## GIVEN REQUEST
Show each line of the records below that contains the string "bare", copied in full. Case counts.

## MATERIAL FOR THE TASK
- - - - -
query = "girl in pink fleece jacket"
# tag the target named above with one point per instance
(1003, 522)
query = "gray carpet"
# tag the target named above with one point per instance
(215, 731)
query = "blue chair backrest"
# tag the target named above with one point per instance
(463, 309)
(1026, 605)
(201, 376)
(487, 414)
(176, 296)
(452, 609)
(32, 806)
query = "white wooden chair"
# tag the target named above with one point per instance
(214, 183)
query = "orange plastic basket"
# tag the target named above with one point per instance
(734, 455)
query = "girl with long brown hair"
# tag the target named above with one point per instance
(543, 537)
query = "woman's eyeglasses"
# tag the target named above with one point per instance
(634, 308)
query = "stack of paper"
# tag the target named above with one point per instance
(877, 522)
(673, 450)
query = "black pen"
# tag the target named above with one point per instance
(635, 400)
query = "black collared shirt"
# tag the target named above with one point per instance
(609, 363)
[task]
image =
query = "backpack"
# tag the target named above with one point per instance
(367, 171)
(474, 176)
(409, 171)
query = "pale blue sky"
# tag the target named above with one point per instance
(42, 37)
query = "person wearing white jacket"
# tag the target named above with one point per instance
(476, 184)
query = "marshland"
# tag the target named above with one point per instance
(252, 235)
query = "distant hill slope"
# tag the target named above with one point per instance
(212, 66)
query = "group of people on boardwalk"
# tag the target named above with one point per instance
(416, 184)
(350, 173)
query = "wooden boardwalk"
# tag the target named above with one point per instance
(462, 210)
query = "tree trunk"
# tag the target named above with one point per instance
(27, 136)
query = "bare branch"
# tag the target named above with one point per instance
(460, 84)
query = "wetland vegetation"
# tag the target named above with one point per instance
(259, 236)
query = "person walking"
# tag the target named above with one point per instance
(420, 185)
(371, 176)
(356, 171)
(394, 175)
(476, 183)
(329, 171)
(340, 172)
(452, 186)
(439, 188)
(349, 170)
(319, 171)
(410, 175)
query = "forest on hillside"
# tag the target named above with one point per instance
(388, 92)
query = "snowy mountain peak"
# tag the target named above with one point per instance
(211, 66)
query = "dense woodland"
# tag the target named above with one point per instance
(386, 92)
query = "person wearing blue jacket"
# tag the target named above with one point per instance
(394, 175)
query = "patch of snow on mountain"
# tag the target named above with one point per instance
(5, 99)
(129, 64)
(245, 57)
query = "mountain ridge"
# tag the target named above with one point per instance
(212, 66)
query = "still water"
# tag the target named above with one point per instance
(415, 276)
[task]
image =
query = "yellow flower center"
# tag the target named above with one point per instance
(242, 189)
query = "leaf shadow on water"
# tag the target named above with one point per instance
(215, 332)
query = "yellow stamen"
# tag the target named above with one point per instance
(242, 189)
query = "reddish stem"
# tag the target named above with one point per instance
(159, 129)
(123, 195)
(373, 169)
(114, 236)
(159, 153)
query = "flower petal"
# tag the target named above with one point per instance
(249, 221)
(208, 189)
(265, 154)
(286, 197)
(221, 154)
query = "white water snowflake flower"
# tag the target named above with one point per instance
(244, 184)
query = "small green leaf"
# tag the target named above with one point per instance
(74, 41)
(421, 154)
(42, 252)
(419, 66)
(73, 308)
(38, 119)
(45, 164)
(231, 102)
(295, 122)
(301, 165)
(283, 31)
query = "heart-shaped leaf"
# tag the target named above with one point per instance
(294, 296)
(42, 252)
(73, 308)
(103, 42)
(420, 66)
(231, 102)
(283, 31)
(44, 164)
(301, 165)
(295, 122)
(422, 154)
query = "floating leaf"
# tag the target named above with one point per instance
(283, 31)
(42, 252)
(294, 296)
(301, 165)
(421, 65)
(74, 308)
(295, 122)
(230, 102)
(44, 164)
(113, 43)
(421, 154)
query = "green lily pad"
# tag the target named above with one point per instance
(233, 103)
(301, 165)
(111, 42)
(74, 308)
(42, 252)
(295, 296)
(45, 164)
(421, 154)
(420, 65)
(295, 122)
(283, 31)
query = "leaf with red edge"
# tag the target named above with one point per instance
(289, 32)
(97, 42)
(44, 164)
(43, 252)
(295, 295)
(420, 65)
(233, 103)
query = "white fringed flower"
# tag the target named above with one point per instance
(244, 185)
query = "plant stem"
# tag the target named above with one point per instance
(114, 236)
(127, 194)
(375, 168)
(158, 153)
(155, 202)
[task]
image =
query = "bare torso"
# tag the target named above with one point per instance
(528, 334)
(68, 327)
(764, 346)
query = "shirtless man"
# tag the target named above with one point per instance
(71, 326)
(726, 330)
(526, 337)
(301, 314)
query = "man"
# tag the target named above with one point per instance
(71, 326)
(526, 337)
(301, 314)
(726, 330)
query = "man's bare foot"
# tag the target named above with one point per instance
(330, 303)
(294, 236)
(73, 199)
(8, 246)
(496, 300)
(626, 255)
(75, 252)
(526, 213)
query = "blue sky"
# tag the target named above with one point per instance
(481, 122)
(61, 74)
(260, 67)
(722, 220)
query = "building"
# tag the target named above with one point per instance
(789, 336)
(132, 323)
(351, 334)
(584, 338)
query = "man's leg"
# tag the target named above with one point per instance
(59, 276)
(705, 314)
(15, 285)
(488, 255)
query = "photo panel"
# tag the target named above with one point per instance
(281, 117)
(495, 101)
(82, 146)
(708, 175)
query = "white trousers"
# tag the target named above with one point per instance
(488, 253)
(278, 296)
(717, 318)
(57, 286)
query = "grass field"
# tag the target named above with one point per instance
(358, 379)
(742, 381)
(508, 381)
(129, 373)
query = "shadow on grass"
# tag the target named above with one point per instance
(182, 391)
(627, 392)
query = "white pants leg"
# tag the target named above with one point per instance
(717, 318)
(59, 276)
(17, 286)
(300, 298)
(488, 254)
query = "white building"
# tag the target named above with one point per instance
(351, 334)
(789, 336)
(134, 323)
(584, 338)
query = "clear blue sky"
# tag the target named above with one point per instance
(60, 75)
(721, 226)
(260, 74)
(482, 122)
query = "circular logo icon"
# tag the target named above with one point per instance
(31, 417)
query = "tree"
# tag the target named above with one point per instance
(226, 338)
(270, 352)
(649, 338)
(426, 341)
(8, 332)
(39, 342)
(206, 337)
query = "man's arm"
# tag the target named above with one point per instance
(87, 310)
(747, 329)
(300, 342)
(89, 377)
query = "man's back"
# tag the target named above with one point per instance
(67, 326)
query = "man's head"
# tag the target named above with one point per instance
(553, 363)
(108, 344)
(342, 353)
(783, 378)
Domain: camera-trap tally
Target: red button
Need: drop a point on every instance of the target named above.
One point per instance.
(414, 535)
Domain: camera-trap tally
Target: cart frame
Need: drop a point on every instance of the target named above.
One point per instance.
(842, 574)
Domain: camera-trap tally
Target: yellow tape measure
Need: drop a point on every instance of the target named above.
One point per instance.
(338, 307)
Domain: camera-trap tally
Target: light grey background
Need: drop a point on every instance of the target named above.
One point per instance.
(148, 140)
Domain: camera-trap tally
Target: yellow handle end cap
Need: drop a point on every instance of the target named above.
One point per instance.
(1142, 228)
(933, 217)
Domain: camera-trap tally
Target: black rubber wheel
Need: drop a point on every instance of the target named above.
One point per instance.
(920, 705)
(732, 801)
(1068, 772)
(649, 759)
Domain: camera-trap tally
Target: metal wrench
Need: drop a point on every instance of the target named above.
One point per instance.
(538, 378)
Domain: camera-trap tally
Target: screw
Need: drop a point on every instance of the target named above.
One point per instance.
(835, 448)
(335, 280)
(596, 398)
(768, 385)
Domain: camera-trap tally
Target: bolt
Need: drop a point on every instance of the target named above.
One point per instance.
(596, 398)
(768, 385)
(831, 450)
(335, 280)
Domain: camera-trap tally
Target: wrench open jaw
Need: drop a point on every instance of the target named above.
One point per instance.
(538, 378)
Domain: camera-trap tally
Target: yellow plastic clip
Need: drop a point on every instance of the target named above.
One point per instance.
- - - - -
## REPLY TO THE TASK
query = "bare branch"
query = "bare torso"
query = "man's bare foot"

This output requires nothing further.